#### [Exercise goal]
Reproduce the listing below in full, swapping "Scan" for "Search" everywhere it occurs and leaving every other line unchanged.

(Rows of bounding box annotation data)

START

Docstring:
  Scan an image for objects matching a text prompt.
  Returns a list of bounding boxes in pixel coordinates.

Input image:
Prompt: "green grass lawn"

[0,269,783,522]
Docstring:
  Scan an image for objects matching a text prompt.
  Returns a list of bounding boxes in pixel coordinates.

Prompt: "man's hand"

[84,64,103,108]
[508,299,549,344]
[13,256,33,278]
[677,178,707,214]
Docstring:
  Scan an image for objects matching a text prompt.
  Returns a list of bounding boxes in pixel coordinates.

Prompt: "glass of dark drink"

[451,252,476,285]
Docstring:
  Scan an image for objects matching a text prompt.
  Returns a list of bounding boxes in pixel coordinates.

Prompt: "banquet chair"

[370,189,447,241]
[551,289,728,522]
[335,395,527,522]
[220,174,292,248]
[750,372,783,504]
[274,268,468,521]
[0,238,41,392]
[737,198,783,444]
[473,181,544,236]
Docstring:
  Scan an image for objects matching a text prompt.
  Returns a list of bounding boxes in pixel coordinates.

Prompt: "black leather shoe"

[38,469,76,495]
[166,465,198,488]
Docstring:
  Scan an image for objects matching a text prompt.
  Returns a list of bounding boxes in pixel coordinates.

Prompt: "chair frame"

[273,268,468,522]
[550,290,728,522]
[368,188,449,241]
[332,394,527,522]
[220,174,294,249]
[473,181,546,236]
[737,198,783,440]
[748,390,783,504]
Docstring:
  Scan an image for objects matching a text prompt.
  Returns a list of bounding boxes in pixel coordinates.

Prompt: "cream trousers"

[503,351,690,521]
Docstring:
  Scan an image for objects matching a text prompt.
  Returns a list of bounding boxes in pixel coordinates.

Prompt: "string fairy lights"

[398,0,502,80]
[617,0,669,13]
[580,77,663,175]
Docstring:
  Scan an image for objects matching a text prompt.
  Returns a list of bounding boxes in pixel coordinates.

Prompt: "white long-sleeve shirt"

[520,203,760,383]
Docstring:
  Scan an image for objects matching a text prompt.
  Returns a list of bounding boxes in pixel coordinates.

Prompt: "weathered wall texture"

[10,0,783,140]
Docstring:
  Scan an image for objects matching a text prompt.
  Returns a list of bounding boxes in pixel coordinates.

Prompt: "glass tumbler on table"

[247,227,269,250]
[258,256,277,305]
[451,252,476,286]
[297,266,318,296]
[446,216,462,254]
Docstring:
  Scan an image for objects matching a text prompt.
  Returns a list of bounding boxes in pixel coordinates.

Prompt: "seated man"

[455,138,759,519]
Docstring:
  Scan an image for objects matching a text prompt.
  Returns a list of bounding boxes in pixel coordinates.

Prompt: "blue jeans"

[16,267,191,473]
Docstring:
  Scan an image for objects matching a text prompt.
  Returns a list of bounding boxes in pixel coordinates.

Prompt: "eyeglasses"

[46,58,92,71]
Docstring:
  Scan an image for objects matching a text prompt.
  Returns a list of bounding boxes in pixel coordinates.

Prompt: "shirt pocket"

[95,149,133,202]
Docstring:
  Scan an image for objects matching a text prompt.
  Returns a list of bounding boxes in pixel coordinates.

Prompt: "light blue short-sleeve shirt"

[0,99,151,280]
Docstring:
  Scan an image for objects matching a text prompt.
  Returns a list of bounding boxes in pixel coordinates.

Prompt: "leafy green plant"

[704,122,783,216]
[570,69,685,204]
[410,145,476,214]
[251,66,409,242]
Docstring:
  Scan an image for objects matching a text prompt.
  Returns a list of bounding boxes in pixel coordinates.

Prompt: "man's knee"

END

#### [Reply]
Docstring:
  Search an image for objects matching a text prompt.
  Returns a list of bounding boxes in pixel coordinates.

Input image:
Prompt: "green grass lawn"

[0,269,783,522]
Docstring:
  Search an image for objects matching a text prompt.
  Returns a list of bounding boxes in pixel coordinates.

Prompt: "man's hand"

[84,64,103,108]
[508,299,549,344]
[13,256,33,278]
[677,178,707,214]
Docstring:
  Search an image for objects matching a text prompt.
  Returns a list of bounding boxes in pixel coordinates.

Prompt: "glass of dark drink"

[451,252,476,285]
Docstring:
  Search an image for objects matching a text prompt.
  Returns a list of bounding boxes in pixel coordinates.

Prompt: "banquet chair"

[370,189,447,241]
[551,289,728,522]
[335,395,527,522]
[220,174,292,248]
[750,372,783,504]
[274,268,468,521]
[0,238,41,392]
[737,198,783,444]
[473,181,544,236]
Docstring:
  Search an image for objects matching a text prompt.
  Returns a list of bounding boxes in pixel coordinates.

Prompt: "black leather shoe"

[38,469,76,495]
[166,465,198,488]
Docstring:
  Search an image for objects matching a text prompt.
  Returns a list of bounding boxes in pixel coordinates.

Prompt: "chair frame"

[273,268,468,522]
[550,290,728,522]
[368,188,449,241]
[332,394,527,522]
[220,174,294,249]
[473,181,546,236]
[737,198,783,440]
[748,390,783,504]
Docstring:
  Search an image for objects matching a text prompt.
  Returns a list of bounding boxes in pixel coordinates.

Prompt: "cream trousers"

[503,351,690,521]
Docstring:
  Search an image for objects matching a text prompt.
  Returns a list of bounding boxes in pixel coordinates.

Prompt: "string fairy lights"

[398,0,502,80]
[617,0,669,13]
[580,77,663,175]
Docstring:
  Search an image for objects matching a text prompt.
  Returns a list of bounding boxes in pixel coordinates.

Prompt: "white long-sleeve shirt"

[520,203,760,383]
Docstring:
  Search an image for objects matching a text prompt.
  Returns a list of bounding boxes in pixel coordinates.

Prompt: "weathered wall texture"

[10,0,783,140]
Docstring:
  Search an image for objects matching a text prompt.
  Returns a list of bounding boxes in pixel coordinates.

Prompt: "glass tumbler on table"

[247,227,269,250]
[258,256,277,305]
[451,252,476,286]
[297,266,318,296]
[446,216,462,254]
Docstring:
  Search an image for objects matching a text prompt.
  Returns a list of bounding boxes in pixel coordinates.

Prompt: "seated man"

[455,138,759,519]
Docstring:
  Search an image for objects matching a text prompt.
  Returns a list of bounding boxes in pixel coordinates.

Prompt: "blue jeans"

[16,267,191,473]
Docstring:
  Search an image for objects matching a text prompt.
  Returns a list of bounding boxes in pixel coordinates.

Prompt: "eyeglasses"

[46,58,92,71]
Docstring:
  Search an image for objects matching a text prompt.
  Returns a list of bounding boxes in pixel coordinates.

Prompt: "shirt pocket"

[95,149,133,202]
Docstring:
  Search an image for objects matching a text prompt.
  Returns a list of bounding boxes in pixel coordinates.

Prompt: "light blue short-sleeve shirt"

[0,99,151,280]
Docstring:
  Search an image for objects matching a text prompt.
  Returns a list of bounding boxes in pixel coordinates.

Prompt: "leafy green plant"

[704,122,783,216]
[570,69,685,204]
[410,145,476,214]
[251,66,409,242]
Docstring:
  Search an image for objects matching a text prompt.
  Returns a list of bounding boxes in pixel coordinates.

Prompt: "man's knee"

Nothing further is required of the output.